▶ _Written request_: List every line below that contains the word "brick", matching case exactly.

---------- Listed entries

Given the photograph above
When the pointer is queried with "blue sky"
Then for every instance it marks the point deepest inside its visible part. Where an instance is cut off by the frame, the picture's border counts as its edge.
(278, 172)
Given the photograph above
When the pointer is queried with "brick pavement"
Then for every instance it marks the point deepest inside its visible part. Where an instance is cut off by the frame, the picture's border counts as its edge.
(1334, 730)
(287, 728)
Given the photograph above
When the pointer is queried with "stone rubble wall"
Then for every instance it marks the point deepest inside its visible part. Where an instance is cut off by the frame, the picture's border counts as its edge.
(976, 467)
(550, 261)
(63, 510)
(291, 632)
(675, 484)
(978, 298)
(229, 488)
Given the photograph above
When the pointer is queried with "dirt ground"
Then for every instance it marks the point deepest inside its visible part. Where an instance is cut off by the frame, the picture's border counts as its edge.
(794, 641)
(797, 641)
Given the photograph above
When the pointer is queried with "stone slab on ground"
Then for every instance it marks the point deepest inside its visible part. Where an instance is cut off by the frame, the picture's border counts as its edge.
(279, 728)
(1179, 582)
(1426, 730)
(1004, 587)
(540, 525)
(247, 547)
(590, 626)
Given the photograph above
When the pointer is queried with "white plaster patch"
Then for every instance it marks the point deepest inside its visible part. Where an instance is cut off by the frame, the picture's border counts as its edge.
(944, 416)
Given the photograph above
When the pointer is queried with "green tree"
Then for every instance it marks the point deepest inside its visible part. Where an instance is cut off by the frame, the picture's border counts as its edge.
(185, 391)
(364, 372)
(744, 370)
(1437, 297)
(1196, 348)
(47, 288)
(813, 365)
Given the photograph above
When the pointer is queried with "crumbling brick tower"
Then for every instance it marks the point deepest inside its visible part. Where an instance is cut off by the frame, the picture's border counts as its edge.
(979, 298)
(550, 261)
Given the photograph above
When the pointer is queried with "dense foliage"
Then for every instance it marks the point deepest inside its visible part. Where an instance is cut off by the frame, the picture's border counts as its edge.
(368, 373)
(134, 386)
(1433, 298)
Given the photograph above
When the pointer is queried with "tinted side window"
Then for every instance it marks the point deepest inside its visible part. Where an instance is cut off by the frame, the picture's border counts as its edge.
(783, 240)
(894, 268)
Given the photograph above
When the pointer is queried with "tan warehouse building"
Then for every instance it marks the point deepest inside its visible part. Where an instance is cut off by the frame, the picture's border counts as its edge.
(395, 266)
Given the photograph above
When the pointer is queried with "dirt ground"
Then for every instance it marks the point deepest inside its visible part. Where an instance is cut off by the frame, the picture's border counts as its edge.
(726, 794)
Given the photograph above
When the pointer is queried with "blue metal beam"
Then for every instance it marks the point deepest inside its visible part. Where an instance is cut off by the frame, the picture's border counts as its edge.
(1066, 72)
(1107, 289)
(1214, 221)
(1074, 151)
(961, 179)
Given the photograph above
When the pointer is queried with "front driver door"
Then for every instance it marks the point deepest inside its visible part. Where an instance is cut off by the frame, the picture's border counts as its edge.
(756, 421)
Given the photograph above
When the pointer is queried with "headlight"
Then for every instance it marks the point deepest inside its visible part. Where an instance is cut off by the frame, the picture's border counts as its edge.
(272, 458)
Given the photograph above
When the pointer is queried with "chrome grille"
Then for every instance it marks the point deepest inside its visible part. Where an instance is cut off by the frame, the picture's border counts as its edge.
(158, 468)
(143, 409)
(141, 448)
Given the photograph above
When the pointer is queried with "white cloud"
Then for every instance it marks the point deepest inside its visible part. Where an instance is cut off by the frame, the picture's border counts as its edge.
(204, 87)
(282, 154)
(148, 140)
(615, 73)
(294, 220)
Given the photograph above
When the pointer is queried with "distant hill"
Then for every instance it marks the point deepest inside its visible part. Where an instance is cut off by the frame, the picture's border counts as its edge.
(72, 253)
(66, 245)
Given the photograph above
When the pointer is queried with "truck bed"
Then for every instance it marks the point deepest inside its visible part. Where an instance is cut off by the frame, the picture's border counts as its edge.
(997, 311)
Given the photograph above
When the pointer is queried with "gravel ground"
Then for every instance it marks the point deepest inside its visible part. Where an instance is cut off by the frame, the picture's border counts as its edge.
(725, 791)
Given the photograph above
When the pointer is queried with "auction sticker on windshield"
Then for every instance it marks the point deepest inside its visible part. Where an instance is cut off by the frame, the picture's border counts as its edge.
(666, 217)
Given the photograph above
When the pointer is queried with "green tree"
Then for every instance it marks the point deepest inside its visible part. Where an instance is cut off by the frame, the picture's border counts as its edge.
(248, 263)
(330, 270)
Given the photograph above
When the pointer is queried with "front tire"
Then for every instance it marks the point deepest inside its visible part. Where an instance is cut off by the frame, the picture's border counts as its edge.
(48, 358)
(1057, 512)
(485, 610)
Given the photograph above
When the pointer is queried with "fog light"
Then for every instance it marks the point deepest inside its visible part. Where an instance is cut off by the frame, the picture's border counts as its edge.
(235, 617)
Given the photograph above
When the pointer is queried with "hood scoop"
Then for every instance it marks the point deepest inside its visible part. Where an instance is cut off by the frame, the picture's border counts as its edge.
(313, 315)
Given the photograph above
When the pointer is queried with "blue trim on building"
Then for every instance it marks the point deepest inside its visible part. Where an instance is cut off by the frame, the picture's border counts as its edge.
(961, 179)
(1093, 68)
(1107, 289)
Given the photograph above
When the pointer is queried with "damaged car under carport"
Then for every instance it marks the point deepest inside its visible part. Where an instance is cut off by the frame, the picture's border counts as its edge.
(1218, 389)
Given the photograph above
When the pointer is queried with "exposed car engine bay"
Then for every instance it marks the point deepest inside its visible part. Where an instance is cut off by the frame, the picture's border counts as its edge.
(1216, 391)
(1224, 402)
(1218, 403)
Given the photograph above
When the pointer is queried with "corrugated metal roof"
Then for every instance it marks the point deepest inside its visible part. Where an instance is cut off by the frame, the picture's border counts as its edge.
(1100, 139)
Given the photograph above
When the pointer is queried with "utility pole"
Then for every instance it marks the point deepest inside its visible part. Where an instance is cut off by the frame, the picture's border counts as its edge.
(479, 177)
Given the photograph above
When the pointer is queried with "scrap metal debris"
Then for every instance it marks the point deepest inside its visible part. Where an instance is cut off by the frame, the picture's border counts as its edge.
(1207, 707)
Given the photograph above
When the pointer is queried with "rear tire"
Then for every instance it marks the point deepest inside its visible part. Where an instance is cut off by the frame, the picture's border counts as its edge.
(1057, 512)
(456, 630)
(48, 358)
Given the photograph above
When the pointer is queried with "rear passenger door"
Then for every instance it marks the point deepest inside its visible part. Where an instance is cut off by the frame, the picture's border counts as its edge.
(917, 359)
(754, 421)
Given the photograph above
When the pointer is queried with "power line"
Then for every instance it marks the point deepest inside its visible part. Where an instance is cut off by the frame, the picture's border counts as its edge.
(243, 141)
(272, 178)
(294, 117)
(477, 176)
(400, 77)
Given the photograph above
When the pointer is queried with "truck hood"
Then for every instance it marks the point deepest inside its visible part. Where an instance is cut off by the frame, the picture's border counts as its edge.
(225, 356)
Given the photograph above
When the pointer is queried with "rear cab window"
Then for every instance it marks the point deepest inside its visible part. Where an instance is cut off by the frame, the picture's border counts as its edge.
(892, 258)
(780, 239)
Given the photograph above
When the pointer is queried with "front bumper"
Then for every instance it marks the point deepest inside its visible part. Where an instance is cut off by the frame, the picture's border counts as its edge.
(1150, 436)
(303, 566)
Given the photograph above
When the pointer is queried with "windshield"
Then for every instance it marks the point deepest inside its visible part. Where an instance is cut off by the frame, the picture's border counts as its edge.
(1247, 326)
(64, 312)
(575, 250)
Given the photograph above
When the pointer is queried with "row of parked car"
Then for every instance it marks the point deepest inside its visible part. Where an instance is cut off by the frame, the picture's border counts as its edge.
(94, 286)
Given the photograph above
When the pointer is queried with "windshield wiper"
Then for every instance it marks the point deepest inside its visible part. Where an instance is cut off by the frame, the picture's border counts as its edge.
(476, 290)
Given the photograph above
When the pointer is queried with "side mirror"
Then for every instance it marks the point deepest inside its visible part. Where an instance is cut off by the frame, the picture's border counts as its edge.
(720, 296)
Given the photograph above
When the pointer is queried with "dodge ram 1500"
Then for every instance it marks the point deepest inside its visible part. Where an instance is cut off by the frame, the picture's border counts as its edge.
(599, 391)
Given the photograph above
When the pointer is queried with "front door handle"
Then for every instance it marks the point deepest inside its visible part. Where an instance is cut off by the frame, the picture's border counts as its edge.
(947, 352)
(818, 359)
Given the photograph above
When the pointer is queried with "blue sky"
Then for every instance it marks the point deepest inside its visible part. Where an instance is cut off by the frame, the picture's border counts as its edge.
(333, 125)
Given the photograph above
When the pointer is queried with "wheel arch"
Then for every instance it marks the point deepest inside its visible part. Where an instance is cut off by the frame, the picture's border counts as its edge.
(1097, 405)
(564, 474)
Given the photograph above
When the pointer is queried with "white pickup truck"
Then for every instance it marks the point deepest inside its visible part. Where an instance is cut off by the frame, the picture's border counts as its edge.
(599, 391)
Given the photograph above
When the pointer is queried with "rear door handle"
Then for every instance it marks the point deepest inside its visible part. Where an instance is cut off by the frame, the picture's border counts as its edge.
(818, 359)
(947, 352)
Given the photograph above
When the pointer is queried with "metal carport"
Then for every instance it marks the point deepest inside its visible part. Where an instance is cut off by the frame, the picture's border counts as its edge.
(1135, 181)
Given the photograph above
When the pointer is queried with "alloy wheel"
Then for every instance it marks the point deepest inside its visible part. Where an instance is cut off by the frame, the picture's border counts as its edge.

--------------------

▶ _Result of the exercise_:
When the pointer is queried with "brick pavement"
When the pointer is queried with "crumbling brick tower"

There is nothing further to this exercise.